**Provided records:**
·····

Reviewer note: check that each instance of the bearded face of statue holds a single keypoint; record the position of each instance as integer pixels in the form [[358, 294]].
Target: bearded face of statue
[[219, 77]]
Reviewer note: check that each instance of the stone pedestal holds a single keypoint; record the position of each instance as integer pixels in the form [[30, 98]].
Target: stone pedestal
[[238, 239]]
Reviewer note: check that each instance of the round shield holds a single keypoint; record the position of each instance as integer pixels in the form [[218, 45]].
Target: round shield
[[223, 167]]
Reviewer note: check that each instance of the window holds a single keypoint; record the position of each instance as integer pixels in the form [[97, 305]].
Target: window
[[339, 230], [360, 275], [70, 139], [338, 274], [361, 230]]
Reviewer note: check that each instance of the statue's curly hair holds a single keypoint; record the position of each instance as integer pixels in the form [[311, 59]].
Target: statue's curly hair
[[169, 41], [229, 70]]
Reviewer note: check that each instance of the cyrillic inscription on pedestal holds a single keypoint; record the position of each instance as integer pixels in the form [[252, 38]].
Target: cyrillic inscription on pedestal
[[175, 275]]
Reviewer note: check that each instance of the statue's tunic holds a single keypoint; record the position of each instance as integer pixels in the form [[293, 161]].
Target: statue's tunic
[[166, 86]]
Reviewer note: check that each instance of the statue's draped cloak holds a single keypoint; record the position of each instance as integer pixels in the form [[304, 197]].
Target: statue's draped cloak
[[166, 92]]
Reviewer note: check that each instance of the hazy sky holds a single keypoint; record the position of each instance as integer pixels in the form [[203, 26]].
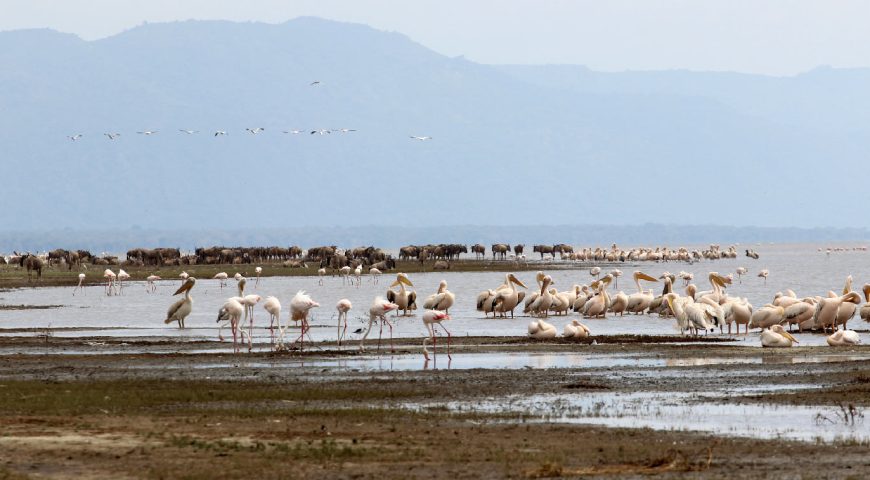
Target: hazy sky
[[762, 36]]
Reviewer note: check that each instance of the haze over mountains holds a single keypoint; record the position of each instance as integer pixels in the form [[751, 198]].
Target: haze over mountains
[[513, 145]]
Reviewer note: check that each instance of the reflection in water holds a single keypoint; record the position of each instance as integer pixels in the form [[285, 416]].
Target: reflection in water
[[799, 267]]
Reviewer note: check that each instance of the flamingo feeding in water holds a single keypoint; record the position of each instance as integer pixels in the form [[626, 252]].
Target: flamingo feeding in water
[[378, 311], [430, 318], [343, 306]]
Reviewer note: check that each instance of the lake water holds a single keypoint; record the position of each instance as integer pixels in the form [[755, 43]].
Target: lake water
[[138, 313]]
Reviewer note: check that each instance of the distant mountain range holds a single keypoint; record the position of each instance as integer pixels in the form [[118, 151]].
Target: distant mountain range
[[512, 145], [392, 237]]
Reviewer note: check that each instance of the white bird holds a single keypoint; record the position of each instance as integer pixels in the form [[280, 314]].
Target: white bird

·····

**Objective:** Rescale the lines starting with the one containing "Reviewer note: check that each instance of the statue's draped" and going on through the one containing "[[166, 92]]", requests included, by multiplying every coordinate in the answers by 2.6 and rounding to whole numbers, halves up. Keep the numbers in the requests and their format samples as they are, and give only these lines.

**Solution to this problem:**
Reviewer note: check that each instance of the statue's draped cloak holds a single keypoint; record the position of each instance as integer pixels in the form [[304, 197]].
Target: statue's draped cloak
[[432, 239]]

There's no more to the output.